%%

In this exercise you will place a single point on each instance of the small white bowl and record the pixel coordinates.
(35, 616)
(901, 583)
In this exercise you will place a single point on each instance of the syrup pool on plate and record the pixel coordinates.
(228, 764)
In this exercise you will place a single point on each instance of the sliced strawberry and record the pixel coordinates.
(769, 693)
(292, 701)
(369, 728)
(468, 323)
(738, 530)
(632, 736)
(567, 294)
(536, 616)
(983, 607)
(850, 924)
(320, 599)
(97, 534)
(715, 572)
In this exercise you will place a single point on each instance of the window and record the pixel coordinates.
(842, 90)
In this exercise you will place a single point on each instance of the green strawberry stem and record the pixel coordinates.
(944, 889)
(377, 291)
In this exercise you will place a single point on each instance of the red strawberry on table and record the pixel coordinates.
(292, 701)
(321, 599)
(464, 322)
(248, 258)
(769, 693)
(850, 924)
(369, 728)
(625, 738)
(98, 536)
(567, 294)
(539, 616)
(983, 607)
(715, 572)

%%

## Aim
Copy every one of the items above word for word, keeping each line unchanged and in its original order.

## Output below
In this exercise you will place a single point on each instance of the small white bowl and record the pixel coordinates.
(35, 616)
(901, 583)
In this exercise you will place a single point on each instance of the syrup pool on plate and record the pixel coordinates.
(228, 764)
In this exercise you will place a single point on each instance of the sliced strawberry and record the pixel coordinates.
(769, 693)
(292, 701)
(369, 728)
(468, 323)
(738, 530)
(632, 736)
(567, 294)
(536, 616)
(983, 607)
(850, 924)
(320, 599)
(97, 534)
(715, 572)
In this exercise you will place a single point on each instance of the window and record the pixel coordinates.
(842, 90)
In this exercise you will place a single point on each instance of the green strawberry stem and record the pixel coordinates.
(944, 889)
(377, 291)
In this exercise you will place a single point on each instance of the red strawberry on table and record the pixel coordinates.
(292, 701)
(321, 599)
(464, 322)
(248, 258)
(769, 693)
(850, 924)
(369, 728)
(625, 738)
(98, 536)
(567, 294)
(539, 616)
(983, 607)
(715, 572)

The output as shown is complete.